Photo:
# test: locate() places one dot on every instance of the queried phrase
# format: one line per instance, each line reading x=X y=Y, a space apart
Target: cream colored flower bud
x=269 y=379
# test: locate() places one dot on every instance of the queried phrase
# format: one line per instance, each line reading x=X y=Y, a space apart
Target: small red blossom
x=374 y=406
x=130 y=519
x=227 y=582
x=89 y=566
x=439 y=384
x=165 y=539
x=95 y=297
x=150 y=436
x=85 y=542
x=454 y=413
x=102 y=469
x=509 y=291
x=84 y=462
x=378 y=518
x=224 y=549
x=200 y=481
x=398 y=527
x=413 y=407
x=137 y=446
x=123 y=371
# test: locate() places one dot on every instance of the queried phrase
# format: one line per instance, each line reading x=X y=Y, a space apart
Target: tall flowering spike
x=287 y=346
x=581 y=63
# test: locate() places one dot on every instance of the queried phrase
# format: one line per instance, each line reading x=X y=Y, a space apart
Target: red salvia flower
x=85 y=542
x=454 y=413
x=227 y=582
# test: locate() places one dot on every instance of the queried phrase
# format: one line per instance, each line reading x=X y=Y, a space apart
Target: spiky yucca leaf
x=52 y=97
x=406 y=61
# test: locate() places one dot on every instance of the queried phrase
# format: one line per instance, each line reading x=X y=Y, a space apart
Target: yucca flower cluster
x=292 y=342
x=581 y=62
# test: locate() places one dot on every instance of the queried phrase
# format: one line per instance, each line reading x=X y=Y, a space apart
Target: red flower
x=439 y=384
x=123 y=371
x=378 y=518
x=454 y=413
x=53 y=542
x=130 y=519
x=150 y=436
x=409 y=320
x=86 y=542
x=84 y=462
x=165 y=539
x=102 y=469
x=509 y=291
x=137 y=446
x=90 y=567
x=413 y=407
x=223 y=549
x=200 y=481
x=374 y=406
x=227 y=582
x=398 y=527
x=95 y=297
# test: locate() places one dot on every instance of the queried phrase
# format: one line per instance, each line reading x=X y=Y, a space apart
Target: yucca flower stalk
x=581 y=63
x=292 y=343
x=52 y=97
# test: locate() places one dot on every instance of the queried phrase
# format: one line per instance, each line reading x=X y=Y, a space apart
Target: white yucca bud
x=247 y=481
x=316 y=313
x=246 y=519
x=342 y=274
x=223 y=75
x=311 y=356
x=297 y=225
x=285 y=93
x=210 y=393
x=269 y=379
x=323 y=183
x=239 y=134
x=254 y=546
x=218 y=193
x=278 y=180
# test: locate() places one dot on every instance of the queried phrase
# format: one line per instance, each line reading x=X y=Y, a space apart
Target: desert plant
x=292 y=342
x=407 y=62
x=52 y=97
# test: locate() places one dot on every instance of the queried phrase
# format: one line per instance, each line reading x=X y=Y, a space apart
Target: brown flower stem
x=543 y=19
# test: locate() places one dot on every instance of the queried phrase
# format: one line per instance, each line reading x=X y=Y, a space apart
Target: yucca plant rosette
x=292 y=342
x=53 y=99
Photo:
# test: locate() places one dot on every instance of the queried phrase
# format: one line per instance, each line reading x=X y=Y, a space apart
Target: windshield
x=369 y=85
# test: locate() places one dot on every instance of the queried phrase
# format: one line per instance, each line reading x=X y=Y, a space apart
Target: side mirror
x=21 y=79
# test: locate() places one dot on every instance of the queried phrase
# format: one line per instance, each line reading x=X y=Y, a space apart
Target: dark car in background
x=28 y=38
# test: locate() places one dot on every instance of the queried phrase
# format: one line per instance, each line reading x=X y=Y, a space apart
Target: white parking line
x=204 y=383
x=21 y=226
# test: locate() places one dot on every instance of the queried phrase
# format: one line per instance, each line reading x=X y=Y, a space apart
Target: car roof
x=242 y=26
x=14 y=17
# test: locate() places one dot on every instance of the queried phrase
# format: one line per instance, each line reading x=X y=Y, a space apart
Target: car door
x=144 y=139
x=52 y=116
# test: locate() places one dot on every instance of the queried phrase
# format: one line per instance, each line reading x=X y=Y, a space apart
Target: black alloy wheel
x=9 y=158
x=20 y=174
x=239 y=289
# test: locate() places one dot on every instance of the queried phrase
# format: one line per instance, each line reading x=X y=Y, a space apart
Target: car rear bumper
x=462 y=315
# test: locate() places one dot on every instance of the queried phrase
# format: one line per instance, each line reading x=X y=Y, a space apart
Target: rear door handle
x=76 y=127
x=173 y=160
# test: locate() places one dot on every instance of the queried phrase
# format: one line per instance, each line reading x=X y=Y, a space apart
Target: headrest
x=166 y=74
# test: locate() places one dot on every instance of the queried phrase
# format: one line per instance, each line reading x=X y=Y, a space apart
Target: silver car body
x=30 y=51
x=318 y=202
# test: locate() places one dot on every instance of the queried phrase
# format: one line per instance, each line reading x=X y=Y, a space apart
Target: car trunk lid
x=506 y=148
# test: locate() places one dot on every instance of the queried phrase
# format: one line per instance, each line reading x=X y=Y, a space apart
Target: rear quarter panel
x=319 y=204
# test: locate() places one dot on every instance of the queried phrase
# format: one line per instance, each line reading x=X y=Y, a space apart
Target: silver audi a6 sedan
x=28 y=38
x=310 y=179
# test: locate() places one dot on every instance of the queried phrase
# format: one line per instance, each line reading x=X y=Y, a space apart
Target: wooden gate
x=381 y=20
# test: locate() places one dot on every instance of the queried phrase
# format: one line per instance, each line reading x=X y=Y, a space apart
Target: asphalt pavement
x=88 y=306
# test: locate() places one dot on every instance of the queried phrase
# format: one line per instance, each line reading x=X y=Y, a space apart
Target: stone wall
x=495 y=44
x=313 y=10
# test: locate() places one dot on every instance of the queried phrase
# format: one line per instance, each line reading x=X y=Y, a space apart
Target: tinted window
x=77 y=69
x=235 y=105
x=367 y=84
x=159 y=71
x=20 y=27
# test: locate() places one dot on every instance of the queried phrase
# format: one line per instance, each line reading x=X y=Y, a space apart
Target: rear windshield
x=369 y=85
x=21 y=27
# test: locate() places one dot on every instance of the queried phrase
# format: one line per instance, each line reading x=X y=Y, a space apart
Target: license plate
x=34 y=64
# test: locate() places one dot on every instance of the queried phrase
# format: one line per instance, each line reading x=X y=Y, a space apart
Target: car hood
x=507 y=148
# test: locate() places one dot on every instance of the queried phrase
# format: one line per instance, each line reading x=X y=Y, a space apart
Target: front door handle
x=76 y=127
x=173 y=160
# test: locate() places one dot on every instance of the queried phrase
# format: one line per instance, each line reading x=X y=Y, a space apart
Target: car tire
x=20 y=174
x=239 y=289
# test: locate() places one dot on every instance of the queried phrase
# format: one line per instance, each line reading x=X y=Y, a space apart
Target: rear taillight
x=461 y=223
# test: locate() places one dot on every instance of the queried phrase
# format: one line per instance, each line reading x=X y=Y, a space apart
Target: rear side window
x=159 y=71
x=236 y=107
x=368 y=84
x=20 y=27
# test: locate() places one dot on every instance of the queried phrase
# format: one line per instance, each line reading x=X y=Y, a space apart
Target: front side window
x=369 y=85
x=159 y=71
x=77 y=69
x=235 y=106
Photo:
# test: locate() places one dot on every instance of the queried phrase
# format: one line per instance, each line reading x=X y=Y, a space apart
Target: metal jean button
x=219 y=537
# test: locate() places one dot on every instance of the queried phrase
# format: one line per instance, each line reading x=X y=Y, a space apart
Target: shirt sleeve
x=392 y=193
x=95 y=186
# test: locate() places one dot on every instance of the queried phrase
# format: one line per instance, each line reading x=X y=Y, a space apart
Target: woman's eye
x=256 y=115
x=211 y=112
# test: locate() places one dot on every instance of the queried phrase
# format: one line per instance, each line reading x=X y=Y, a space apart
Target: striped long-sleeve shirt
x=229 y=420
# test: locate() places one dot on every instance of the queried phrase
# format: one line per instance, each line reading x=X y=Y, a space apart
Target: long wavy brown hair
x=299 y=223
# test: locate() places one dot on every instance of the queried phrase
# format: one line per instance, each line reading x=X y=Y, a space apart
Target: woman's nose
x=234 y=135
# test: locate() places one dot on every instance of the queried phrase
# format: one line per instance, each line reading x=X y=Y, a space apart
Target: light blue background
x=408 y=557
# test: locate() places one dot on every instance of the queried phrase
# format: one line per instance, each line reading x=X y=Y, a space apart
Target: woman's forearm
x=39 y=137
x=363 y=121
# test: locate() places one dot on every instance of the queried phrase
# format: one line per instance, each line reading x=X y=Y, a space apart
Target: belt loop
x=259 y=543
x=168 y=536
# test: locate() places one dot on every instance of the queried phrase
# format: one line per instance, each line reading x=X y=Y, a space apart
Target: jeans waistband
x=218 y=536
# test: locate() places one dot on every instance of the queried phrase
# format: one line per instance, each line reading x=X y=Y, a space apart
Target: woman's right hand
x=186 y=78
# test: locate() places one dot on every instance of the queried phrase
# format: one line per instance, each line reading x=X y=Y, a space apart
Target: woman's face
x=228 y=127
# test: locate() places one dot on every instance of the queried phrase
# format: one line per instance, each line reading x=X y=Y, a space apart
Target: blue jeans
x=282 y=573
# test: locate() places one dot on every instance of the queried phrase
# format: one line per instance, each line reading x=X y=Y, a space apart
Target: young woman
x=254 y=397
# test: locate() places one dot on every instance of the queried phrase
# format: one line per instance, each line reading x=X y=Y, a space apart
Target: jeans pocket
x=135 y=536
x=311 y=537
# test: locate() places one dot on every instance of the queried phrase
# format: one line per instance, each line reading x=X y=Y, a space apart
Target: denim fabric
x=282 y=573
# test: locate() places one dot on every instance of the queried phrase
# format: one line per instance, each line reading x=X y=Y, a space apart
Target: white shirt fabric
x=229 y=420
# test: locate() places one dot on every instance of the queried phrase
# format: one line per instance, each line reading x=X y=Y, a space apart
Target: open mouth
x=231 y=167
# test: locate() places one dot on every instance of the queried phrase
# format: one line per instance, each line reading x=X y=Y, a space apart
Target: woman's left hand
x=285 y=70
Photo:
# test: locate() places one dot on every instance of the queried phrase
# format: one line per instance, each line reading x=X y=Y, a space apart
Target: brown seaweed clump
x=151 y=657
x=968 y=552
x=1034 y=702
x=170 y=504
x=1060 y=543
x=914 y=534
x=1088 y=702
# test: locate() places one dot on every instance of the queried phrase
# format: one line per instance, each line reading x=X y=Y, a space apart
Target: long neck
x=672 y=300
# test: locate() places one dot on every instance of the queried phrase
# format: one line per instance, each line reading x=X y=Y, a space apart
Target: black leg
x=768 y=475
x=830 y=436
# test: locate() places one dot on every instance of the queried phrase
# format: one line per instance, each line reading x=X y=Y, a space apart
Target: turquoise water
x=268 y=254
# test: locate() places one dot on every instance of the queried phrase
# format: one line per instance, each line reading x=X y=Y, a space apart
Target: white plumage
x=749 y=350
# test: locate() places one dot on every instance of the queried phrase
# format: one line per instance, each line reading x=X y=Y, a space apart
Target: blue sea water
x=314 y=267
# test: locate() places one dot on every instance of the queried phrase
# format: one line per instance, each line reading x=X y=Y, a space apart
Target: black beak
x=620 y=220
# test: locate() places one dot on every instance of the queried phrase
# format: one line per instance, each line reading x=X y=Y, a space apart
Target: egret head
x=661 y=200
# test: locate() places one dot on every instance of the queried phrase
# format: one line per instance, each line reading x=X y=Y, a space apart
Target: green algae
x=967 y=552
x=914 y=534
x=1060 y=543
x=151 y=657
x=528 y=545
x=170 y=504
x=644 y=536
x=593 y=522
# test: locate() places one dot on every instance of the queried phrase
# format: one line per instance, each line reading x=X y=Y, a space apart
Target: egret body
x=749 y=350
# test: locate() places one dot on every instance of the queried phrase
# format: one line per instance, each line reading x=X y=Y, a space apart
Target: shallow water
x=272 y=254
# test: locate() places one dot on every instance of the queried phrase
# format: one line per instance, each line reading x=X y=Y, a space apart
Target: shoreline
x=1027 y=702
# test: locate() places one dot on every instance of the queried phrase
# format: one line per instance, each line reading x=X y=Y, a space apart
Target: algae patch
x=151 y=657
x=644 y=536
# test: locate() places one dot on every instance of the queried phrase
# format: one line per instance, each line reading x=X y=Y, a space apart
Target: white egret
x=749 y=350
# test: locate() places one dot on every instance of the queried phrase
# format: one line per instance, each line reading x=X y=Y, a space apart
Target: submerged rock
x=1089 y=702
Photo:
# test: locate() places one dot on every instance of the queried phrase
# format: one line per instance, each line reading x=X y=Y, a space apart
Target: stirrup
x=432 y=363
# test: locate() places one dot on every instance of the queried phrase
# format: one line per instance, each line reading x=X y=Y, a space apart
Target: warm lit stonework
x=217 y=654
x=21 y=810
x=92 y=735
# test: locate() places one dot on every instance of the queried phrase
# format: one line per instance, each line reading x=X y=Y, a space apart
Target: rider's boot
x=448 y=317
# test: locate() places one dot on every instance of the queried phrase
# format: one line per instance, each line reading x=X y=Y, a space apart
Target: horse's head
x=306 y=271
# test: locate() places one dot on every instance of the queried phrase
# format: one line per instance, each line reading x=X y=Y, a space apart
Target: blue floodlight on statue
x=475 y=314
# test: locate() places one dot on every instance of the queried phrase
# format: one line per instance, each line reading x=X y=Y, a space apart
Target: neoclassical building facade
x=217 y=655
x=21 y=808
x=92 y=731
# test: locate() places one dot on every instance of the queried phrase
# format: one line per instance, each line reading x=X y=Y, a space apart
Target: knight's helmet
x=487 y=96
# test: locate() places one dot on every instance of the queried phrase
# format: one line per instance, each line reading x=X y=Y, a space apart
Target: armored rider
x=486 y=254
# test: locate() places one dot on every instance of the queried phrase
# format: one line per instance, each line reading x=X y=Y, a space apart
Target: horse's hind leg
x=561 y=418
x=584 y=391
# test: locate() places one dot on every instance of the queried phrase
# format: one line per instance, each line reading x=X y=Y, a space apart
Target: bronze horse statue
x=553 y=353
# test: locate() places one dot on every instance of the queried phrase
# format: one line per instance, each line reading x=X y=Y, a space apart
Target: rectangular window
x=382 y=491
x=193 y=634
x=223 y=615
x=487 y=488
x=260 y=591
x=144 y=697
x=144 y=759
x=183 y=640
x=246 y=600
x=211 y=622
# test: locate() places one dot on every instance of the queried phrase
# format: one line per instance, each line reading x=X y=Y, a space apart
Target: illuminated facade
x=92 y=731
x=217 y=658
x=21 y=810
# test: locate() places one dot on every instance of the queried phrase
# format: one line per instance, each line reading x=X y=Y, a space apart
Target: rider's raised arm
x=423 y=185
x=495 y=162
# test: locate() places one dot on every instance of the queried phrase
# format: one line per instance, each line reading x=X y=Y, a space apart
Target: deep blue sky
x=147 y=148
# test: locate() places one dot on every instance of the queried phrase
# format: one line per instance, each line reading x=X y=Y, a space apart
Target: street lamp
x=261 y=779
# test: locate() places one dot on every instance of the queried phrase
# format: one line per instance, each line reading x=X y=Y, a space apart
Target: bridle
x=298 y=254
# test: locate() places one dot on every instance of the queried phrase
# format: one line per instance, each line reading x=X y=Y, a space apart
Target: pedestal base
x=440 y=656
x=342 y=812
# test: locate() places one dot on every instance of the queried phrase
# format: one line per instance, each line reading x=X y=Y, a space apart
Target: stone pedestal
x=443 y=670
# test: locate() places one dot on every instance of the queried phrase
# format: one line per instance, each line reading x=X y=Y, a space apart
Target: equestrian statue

══════

* _What to work on_:
Count the lines of the material that contain the string "jeans", and reply with that count alone.

* _Solution for this exercise_:
3